I then tried to 1) Forcing the model into inference and saving it:
@dataclass
class NoiseConfig:
quant_noise_scalar = 1.0
checkpoint = torch.load(args.checkpoint, map_location=torch.device('cpu'))
model = quantization_utils.quantize_model_scalar(model, NoiseConfig())
model.eval()
# is there a simpler way?
checkpoint["model"] = model.state_dict()
torch.save(checkpoint, args.out)
this reduces the model size on disk, but there was no change. 2) Quantizing the model with torch directly
model_int8 = torch.quantization.quantize_dynamic(
model.eval(), # the original model
{torch.nn.Linear}, # a set of layers to dynamically quantize
dtype=torch.qint8)
Running inference then yielded unexpected items in state dict:
Traceback (most recent call last):
File "/home/memsource/miniconda3/envs/robo/bin/fairseq-generate", line 8, in <module>
sys.exit(cli_main())
File "/home/memsource/miniconda3/envs/robo/lib/python3.7/site-packages/fairseq_cli/generate.py", line 379, in cli_main
main(args)

※ ※ ※

## Tasks for this exercise
• A. In the quantization post, what dtype is passed to quantize_dynamic?
• B. Decide whether each statement agrees with the quantization post, answering yes or no and quoting the words that settle it: (i) The first attempt made the file on disk smaller. (ii) The checkpoint is loaded onto a GPU. (iii) quantize_dynamic is applied to torch.nn.Conv2d layers.
• C. Please carry the quantization post on from the point where it stops.

※ ※ ※

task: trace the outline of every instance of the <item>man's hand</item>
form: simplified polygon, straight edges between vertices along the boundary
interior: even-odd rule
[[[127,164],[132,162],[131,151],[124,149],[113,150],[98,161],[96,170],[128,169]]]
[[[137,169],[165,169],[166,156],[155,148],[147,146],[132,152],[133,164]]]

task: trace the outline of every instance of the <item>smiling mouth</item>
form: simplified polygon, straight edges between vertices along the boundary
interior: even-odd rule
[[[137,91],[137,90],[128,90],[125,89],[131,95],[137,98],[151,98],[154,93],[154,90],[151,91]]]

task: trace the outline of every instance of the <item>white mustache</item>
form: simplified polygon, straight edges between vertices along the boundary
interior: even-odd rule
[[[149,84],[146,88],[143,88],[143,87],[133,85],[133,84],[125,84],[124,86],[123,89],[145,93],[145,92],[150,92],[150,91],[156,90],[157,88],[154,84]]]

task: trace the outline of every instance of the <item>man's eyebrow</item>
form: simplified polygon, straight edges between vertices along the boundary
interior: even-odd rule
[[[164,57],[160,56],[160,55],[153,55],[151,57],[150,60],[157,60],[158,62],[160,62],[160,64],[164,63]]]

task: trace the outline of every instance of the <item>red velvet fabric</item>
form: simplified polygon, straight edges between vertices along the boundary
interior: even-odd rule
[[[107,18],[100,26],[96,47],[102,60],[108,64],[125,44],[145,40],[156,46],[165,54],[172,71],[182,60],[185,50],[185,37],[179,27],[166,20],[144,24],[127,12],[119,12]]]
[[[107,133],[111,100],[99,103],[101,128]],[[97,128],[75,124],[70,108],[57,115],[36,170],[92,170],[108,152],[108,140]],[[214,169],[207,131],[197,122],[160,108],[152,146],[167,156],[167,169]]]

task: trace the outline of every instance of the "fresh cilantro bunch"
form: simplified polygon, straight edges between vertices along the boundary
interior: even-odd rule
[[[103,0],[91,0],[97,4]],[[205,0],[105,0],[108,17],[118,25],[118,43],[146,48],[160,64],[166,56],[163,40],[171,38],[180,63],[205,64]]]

※ ※ ※

## Solved problems
• A. torch.qint8

• B.
(i) Yes: "this reduces the model size on disk"
(ii) No: "map_location=torch.device('cpu')"
(iii) No: "{torch.nn.Linear}, # a set of layers to dynamically quantize"

• C.
File "/home/memsource/miniconda3/envs/robo/lib/python3.7/site-packages/fairseq_cli/generate.py", line 41, in main
return _main(args, sys.stdout)
File "/home/memsource/miniconda3/envs/robo/lib/python3.7/site-packages/fairseq_cli/generate.py", line 94, in _main
num_shards=args.checkpoint_shard_count,
File "/home/memsource/miniconda3/envs/robo/lib/python3.7/site-packages/fairseq/checkpoint_utils.py", line 256, in load_model_ensemble
num_shards,
File "/home/memsource/miniconda3/envs/robo/lib/python3.7/site-packages/fairseq/checkpoint_utils.py", line 287, in load_model_ensemble_and_task
model.load_state_dict(state["model"], strict=strict, args=args)
File "/home/memsource/miniconda3/envs/robo/lib/python3.7/site-packages/fairseq/models/fairseq_model.py", line 99, in load_state_dict
return super().load_state_dict(new_state_dict, strict)
File "/home/memsource/miniconda3/envs/robo/lib/python3.7/site-packages/torch/nn/modules/module.py", line 1483, in load_state_dict
self.__class__.__name__, "\n\t".join(error_msgs)))
RuntimeError: Error(s) in loading state_dict for TransformerModel:
Unexpected key(s) in state_dict: "decoder.output_projection.scale", "decoder.output_projection.zero_point", "decoder.output_projection._packed_params.dtype", "decoder.output_projection._packed_params._packed_params".
Torch FX quantization
qconfig_dict = {"": torch.quantization.default_dynamic_qconfig}
# prepare
model_prepared = quantize_fx.prepare_fx(model, qconfig_dict)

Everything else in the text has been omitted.